Instructions to follow: Find each line in the items below that contains the word "dark", and copy every such line. Case counts.

------ Given data

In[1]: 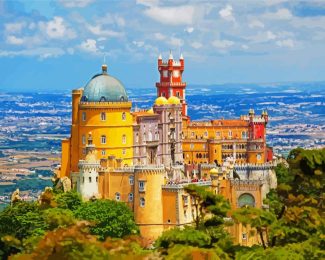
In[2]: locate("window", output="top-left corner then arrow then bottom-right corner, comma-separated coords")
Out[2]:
238,193 -> 255,208
140,198 -> 146,208
129,175 -> 134,185
241,131 -> 247,139
100,112 -> 106,121
139,181 -> 145,191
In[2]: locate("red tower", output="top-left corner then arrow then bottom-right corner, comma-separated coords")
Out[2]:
156,52 -> 187,115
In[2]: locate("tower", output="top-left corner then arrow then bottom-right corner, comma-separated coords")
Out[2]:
156,52 -> 187,116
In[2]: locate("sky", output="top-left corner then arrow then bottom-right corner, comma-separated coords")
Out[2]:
0,0 -> 325,91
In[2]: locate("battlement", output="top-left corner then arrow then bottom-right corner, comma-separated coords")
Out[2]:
162,181 -> 212,190
234,162 -> 277,171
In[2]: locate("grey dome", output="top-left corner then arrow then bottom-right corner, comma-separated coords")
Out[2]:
82,65 -> 128,102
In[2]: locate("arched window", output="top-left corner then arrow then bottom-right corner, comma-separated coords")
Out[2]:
148,131 -> 152,141
100,112 -> 106,121
122,135 -> 126,144
140,198 -> 146,208
100,135 -> 106,144
129,175 -> 134,185
238,193 -> 255,208
115,192 -> 121,201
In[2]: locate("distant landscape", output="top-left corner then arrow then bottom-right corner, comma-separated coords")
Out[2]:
0,82 -> 325,209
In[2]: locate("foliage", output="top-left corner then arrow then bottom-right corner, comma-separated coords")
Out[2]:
156,227 -> 211,248
55,190 -> 82,211
74,200 -> 139,240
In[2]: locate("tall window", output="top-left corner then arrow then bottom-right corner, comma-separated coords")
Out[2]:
129,193 -> 133,202
140,198 -> 146,208
100,135 -> 106,144
139,181 -> 145,191
122,112 -> 126,121
129,175 -> 134,185
115,192 -> 121,201
100,112 -> 106,121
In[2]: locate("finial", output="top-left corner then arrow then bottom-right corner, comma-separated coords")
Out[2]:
102,53 -> 107,74
169,50 -> 173,60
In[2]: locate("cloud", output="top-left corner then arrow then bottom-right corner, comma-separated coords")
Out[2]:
263,8 -> 293,20
132,41 -> 144,48
144,5 -> 195,25
154,33 -> 166,41
212,40 -> 234,49
190,42 -> 203,49
39,16 -> 76,39
184,27 -> 194,33
136,0 -> 159,6
248,19 -> 264,28
7,35 -> 24,45
59,0 -> 95,8
87,25 -> 123,37
0,47 -> 65,59
79,39 -> 98,53
276,39 -> 295,48
219,5 -> 236,22
168,37 -> 184,47
4,22 -> 26,34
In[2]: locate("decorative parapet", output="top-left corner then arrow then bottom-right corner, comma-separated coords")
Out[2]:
162,181 -> 212,190
235,162 -> 277,171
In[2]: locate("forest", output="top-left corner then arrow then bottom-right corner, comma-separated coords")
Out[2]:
0,148 -> 325,260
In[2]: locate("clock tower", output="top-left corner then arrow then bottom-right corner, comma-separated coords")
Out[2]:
156,52 -> 187,116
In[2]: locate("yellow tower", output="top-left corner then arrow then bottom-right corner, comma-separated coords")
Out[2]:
61,65 -> 133,177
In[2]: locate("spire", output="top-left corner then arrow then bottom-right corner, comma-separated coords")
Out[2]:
102,53 -> 107,74
179,53 -> 184,60
169,50 -> 174,60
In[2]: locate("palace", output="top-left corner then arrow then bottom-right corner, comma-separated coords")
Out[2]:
60,54 -> 276,245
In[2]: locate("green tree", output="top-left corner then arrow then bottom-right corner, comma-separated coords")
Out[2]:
55,190 -> 82,211
74,200 -> 139,240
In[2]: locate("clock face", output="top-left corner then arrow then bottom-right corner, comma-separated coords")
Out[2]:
173,70 -> 179,78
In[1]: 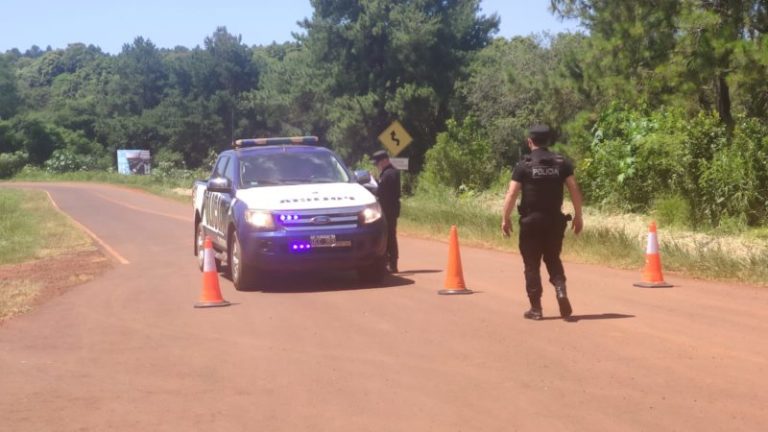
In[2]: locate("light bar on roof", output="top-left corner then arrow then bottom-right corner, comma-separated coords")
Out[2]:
232,136 -> 319,148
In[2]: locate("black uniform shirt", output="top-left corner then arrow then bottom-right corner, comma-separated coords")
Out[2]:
512,148 -> 573,214
377,165 -> 400,217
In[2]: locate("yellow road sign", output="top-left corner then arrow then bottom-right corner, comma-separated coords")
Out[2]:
379,120 -> 413,156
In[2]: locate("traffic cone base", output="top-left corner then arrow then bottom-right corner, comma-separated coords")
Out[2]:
633,222 -> 673,288
437,288 -> 475,295
195,237 -> 231,308
437,225 -> 474,295
632,282 -> 674,288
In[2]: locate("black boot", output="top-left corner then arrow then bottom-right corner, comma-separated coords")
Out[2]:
555,284 -> 573,318
523,298 -> 544,321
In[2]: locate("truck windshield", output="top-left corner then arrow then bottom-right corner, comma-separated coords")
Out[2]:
240,152 -> 350,188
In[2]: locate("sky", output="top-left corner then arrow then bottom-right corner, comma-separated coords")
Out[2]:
0,0 -> 579,54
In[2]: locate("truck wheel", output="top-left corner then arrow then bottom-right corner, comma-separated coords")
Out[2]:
229,231 -> 256,291
357,257 -> 387,283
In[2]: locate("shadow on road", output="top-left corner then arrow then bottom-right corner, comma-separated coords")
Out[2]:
543,313 -> 635,322
397,269 -> 443,276
232,272 -> 414,294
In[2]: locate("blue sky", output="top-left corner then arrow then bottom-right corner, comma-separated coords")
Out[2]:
0,0 -> 578,54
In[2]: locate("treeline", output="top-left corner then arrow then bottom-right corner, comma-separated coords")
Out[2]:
0,0 -> 768,225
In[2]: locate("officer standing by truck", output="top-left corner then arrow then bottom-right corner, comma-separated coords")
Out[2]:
371,150 -> 400,273
501,125 -> 583,320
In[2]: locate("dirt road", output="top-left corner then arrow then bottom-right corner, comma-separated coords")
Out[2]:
0,185 -> 768,432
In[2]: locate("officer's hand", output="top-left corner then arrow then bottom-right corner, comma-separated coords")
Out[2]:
571,216 -> 584,234
501,219 -> 512,237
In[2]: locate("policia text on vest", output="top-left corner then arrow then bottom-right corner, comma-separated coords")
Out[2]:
501,126 -> 583,320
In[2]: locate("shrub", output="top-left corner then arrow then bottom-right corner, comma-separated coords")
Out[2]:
0,151 -> 29,178
419,117 -> 499,190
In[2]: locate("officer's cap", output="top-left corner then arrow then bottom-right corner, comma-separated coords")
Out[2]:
528,124 -> 552,146
371,150 -> 389,162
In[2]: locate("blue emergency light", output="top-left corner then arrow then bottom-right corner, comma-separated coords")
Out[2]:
232,136 -> 320,148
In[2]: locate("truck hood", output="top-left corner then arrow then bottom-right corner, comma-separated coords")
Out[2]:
236,183 -> 376,210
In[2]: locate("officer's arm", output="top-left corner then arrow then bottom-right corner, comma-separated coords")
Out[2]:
565,176 -> 584,234
501,180 -> 522,236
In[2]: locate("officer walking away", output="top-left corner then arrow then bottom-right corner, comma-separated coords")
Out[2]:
501,125 -> 584,320
371,150 -> 400,273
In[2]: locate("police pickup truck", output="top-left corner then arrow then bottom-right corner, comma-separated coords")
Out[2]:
193,137 -> 387,290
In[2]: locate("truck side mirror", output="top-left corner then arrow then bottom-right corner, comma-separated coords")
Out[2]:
355,170 -> 371,184
206,177 -> 232,194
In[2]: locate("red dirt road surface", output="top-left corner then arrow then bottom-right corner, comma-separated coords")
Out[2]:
0,184 -> 768,432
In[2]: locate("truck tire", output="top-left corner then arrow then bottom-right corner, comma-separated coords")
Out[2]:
228,231 -> 256,291
357,257 -> 387,283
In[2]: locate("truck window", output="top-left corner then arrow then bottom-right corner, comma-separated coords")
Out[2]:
239,152 -> 350,188
211,156 -> 232,180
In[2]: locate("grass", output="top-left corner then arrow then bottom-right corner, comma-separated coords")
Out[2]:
6,169 -> 768,286
13,167 -> 208,201
0,189 -> 92,321
0,189 -> 91,264
399,192 -> 768,286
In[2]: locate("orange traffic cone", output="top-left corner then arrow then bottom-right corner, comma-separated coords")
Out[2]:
438,225 -> 473,295
195,237 -> 230,307
634,222 -> 672,288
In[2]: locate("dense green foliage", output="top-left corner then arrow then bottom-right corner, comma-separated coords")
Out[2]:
0,0 -> 768,226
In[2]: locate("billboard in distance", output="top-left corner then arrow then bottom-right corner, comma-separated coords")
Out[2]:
117,150 -> 152,175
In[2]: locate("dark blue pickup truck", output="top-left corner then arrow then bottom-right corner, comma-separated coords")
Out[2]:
193,137 -> 386,290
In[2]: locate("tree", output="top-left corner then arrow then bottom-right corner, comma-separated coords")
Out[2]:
299,0 -> 499,170
0,55 -> 21,120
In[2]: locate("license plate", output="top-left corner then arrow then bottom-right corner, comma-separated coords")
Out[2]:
309,234 -> 352,247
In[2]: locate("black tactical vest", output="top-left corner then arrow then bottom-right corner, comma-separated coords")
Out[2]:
512,149 -> 573,216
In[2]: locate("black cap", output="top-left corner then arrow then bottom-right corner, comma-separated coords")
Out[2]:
528,124 -> 552,146
371,150 -> 389,162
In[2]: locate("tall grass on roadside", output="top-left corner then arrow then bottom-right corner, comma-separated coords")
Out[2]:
660,240 -> 768,285
398,194 -> 517,250
399,190 -> 768,285
0,189 -> 92,264
0,189 -> 46,264
13,167 -> 208,204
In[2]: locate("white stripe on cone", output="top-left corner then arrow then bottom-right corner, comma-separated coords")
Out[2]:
645,232 -> 659,255
203,241 -> 216,272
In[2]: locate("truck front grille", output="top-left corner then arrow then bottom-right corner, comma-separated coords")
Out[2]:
275,207 -> 363,231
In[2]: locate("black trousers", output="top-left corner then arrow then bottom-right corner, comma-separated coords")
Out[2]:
384,213 -> 399,264
519,213 -> 568,300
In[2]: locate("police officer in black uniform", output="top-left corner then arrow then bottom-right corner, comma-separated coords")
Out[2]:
371,150 -> 400,273
501,125 -> 583,320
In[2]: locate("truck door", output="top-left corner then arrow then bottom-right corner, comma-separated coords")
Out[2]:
203,155 -> 232,248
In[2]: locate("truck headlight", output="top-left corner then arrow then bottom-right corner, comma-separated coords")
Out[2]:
360,203 -> 381,225
245,209 -> 275,231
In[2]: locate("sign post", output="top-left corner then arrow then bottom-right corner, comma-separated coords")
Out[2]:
379,120 -> 413,156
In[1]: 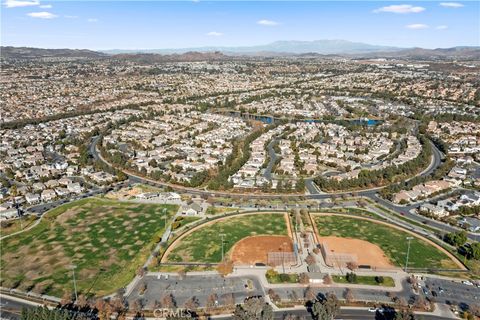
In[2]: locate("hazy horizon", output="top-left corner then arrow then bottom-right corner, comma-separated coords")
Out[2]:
1,0 -> 480,51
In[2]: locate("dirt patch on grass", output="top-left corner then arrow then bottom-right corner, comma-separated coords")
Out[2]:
230,236 -> 293,264
56,208 -> 81,224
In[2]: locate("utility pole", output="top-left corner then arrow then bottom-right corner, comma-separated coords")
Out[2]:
405,237 -> 413,272
70,264 -> 78,302
220,233 -> 225,262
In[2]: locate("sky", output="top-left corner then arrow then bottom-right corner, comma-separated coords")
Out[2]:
0,0 -> 480,50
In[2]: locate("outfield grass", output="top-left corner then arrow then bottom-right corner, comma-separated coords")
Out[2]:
314,215 -> 458,269
0,198 -> 177,296
332,275 -> 395,287
167,213 -> 288,263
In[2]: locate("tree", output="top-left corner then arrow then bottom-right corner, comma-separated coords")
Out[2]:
303,286 -> 316,301
347,261 -> 358,271
222,292 -> 235,306
233,297 -> 273,320
467,242 -> 480,260
343,288 -> 354,303
268,289 -> 281,303
77,294 -> 88,308
312,300 -> 332,320
346,272 -> 357,283
323,274 -> 333,284
162,293 -> 177,308
325,292 -> 340,317
305,254 -> 316,266
217,259 -> 233,276
184,296 -> 200,311
298,272 -> 310,284
207,293 -> 218,308
95,299 -> 112,320
444,230 -> 468,247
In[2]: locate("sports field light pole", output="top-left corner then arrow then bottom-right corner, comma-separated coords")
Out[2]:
70,264 -> 78,302
220,233 -> 225,262
405,237 -> 413,272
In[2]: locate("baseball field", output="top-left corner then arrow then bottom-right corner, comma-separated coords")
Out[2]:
314,214 -> 463,269
162,213 -> 292,263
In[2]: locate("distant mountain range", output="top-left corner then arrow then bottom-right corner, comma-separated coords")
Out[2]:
1,40 -> 480,63
0,47 -> 107,59
103,40 -> 401,55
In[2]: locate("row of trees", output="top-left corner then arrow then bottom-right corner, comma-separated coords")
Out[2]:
443,230 -> 480,260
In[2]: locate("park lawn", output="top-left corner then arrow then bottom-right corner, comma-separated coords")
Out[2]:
332,275 -> 395,287
0,198 -> 178,296
314,215 -> 458,269
167,213 -> 288,263
207,206 -> 240,215
172,216 -> 201,230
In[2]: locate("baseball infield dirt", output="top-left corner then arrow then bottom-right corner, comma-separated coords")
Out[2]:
230,236 -> 293,264
320,237 -> 395,268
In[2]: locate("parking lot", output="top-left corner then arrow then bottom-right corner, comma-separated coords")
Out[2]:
422,278 -> 480,305
128,274 -> 264,308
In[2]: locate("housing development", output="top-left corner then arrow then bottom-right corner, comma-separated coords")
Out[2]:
0,8 -> 480,319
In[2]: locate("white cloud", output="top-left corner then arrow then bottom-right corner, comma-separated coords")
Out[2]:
405,23 -> 428,30
3,0 -> 40,8
207,31 -> 223,37
440,2 -> 463,8
373,4 -> 425,13
27,11 -> 58,19
257,19 -> 278,27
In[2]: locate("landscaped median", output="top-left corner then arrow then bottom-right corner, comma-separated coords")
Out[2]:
332,273 -> 395,287
0,198 -> 178,297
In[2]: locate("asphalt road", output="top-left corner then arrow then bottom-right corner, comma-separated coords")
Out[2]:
214,309 -> 451,320
0,295 -> 32,320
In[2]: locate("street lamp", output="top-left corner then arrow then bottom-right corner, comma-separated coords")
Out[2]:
405,237 -> 413,272
280,242 -> 287,274
69,264 -> 78,302
220,233 -> 225,262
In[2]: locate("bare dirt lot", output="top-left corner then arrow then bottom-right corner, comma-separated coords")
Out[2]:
320,236 -> 394,268
230,236 -> 293,264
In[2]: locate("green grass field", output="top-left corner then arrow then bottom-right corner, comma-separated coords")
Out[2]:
1,198 -> 177,296
314,215 -> 458,269
167,213 -> 287,263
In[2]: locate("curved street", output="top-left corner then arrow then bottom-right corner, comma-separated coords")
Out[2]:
89,136 -> 480,241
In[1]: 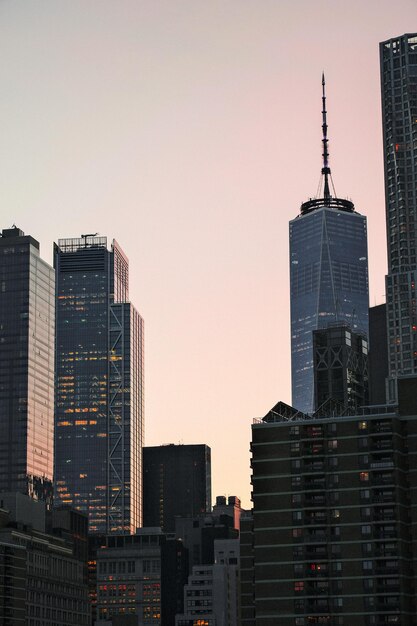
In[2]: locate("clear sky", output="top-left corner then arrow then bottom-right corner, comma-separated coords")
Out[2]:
0,0 -> 417,506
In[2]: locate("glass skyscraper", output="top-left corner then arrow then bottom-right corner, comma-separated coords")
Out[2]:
0,227 -> 55,502
290,78 -> 368,413
380,33 -> 417,401
54,235 -> 144,534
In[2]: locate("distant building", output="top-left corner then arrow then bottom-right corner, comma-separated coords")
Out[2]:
380,33 -> 417,402
0,541 -> 27,626
290,79 -> 368,413
213,496 -> 242,530
368,304 -> 388,404
96,528 -> 187,626
249,386 -> 417,626
96,528 -> 165,626
313,324 -> 368,410
54,235 -> 144,535
175,496 -> 240,571
0,227 -> 55,503
143,444 -> 211,532
175,539 -> 240,626
0,494 -> 90,626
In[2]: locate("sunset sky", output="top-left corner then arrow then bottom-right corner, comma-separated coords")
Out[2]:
0,0 -> 417,507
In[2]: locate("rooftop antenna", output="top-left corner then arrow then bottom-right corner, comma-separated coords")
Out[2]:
321,72 -> 331,200
81,233 -> 98,248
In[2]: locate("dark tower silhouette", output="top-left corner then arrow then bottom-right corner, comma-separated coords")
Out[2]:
290,75 -> 368,413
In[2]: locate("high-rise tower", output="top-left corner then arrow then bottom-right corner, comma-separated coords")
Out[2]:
54,235 -> 143,534
380,33 -> 417,402
290,76 -> 368,413
0,227 -> 55,501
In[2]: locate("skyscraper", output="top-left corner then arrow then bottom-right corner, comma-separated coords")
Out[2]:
54,235 -> 143,534
290,76 -> 368,413
143,444 -> 211,532
380,33 -> 417,402
249,388 -> 417,626
0,227 -> 55,500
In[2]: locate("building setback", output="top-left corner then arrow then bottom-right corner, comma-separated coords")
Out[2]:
290,77 -> 368,413
0,227 -> 55,502
313,324 -> 368,411
380,33 -> 417,401
143,444 -> 211,532
54,235 -> 144,535
246,379 -> 417,626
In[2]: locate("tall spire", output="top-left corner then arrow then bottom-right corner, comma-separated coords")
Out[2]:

------------

Written answer:
In[2]: locate("dark blue pickup truck", output="top-left corner then arrow then bottom-right corner, comma-separated coords")
In[2]: locate("dark tower silhouette", output="top-left corner then arrow then bottom-right corner, comma-separated coords")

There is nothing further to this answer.